* WORK TO COMPLETE:
a – List the additions that the passage on the Frick residence says John Russell Pope was commissioned to make to the original home.
b – Arrange the stretch of the records from their start through the line containing "[[606, 917]]" as a numbered list, leaving out any blank lines.

* SELECTED PASSAGE:
● ● ● ●
Frick lived in his beautiful new house only five years before his death in 1919. His widow stayed on until 1931. After her death, the trustees of the Frick Foundation commissioned one of America’s greatest classical architects, John Russell Pope, to make additions to the original home, including two galleries, a lecture hall and the enclosed courtyard, which opened to the public on December 16, 1935. Frick had bequeathed the residence, including furnishings, art and decorative objects, as a museum “for the purpose of encouraging and developing the study of the fine arts, and of advancing the general knowledge of kindred subjects.”6 It is worth revisiting, again and again. I have introduced the man first, because it is interesting, perhaps relevant to our own times, to understand and appreciate the kind of leadership and values it took to make this country so successful. The period was characterized by hard men who demanded excellence and high character. The work they produced, the art they collected, the architecture they built reflected the highest standards.
● ● ● ●
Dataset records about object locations
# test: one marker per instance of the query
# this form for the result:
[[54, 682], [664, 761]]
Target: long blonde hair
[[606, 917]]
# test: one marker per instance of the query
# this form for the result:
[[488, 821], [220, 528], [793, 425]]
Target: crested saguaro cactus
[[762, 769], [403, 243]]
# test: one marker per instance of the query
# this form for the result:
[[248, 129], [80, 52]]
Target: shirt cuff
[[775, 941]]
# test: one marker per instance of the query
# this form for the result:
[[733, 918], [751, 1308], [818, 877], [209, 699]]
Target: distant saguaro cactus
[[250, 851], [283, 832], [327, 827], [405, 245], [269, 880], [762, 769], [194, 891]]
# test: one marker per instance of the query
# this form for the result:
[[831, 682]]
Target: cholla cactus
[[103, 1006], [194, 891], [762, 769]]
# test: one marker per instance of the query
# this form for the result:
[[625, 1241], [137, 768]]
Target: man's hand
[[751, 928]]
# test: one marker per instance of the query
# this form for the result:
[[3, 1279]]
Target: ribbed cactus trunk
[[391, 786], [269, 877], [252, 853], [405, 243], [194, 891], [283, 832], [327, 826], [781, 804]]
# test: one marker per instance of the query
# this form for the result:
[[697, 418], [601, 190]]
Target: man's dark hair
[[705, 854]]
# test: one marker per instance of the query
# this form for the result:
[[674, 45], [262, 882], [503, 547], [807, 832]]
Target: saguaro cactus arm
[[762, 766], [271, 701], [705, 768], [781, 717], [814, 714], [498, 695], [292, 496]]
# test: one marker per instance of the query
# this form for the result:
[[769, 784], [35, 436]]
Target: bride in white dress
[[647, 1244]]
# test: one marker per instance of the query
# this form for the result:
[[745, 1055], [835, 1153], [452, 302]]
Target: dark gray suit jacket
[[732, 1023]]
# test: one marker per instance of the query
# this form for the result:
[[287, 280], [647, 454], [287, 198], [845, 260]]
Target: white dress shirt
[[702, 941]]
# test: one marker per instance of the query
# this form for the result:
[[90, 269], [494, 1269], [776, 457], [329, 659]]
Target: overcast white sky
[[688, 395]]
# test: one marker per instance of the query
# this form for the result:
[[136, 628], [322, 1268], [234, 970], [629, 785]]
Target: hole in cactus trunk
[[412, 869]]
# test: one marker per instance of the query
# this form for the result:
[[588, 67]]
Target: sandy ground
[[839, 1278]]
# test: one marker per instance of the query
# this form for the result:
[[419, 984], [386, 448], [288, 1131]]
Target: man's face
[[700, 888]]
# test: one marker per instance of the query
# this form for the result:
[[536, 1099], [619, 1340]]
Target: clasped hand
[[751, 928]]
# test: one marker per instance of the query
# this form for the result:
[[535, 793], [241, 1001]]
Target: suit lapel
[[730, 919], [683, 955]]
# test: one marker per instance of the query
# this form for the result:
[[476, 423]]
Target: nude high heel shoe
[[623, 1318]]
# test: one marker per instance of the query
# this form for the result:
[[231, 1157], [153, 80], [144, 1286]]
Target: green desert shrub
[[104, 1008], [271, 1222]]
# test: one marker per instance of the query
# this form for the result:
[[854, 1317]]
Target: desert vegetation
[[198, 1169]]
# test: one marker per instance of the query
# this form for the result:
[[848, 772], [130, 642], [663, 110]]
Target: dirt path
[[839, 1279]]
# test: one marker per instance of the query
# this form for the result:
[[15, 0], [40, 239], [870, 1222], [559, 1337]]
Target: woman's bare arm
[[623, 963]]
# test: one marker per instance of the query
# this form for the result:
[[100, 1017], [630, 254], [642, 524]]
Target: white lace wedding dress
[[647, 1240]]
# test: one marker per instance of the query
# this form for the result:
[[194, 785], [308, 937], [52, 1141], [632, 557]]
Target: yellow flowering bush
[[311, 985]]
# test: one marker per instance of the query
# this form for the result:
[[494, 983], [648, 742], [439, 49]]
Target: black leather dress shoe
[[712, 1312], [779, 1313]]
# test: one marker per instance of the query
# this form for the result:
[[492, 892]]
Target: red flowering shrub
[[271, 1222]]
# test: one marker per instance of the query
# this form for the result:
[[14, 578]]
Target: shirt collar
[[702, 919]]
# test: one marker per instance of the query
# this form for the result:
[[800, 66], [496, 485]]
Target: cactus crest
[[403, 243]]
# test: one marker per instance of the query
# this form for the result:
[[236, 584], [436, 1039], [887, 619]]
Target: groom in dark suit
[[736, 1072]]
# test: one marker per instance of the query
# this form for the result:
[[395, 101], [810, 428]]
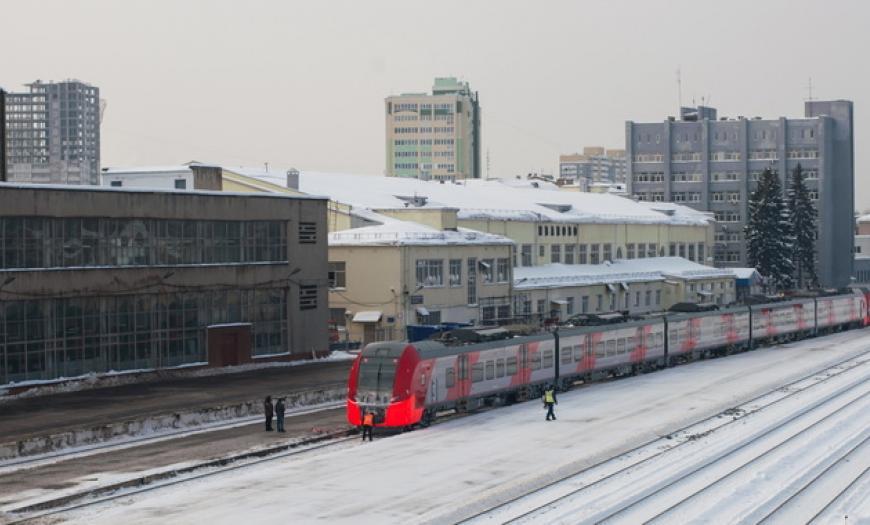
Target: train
[[407, 384]]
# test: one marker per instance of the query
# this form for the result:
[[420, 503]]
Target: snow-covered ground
[[461, 467], [111, 378]]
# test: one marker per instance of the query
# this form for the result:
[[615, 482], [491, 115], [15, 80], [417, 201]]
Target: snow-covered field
[[462, 467]]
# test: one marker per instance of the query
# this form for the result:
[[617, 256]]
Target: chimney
[[293, 179]]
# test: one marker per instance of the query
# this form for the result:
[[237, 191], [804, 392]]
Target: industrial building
[[94, 280]]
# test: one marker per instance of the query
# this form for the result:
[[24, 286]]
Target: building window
[[307, 233], [526, 254], [308, 297], [43, 242], [430, 272], [455, 272], [594, 255], [503, 270], [569, 253], [471, 280], [337, 274]]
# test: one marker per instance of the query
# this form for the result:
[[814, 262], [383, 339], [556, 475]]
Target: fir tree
[[769, 233], [803, 224]]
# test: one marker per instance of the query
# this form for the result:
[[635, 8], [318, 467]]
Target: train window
[[547, 361], [511, 366], [477, 372]]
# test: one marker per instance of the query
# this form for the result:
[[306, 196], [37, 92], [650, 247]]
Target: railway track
[[812, 493], [102, 448], [680, 496], [533, 506]]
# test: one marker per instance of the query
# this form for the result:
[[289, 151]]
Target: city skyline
[[318, 102]]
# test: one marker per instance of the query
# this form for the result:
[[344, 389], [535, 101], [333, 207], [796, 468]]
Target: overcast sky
[[302, 83]]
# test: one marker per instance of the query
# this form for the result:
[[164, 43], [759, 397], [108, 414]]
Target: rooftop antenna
[[679, 90]]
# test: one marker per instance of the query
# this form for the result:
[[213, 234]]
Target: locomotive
[[406, 384]]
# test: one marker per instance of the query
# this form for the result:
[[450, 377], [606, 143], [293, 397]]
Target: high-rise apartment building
[[2, 135], [714, 165], [595, 164], [53, 133], [434, 136]]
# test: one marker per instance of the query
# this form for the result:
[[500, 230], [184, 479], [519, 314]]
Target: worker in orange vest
[[368, 424]]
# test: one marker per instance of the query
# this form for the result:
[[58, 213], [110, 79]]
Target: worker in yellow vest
[[368, 424], [550, 401]]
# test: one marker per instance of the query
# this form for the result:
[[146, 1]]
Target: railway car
[[406, 384]]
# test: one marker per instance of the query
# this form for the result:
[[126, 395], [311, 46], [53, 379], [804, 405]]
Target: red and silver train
[[405, 384]]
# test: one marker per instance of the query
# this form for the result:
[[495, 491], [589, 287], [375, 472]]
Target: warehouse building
[[94, 280]]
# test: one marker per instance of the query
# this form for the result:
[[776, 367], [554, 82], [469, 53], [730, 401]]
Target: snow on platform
[[459, 467]]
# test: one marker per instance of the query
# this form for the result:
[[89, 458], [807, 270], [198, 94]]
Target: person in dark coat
[[549, 401], [368, 424], [267, 410], [279, 414]]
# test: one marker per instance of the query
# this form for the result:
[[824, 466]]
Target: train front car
[[381, 381]]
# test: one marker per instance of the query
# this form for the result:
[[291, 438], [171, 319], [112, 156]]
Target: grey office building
[[713, 165], [53, 133]]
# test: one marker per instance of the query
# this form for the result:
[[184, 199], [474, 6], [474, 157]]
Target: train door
[[464, 379]]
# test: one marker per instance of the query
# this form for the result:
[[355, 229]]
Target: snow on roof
[[619, 271], [155, 169], [483, 199], [393, 232], [128, 189], [745, 273]]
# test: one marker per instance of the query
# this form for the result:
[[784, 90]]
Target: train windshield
[[376, 374]]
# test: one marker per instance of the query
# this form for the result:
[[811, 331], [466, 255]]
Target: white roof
[[393, 232], [482, 199], [618, 272]]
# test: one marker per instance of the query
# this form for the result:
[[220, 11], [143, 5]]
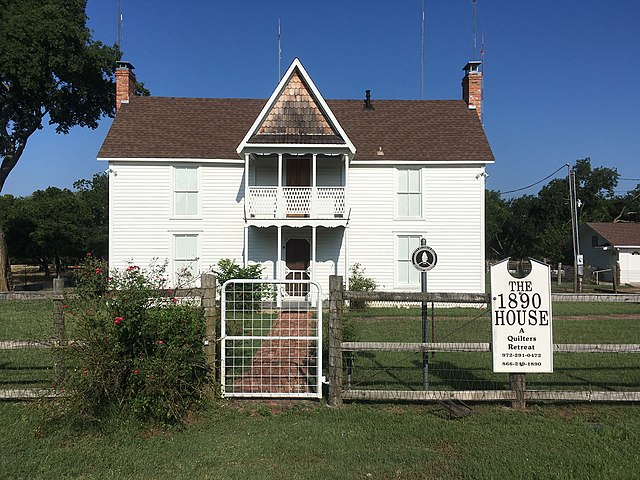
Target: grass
[[309, 441], [26, 320], [271, 440]]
● ● ● ●
* RESULTS BY TASK:
a –
- two galleries
- a lecture hall
- the enclosed courtyard

b –
1. # test: one marker per instance of the query
2. # this form for the result:
3. [[54, 682], [664, 761]]
4. Target: long blonde hair
5. [[606, 917]]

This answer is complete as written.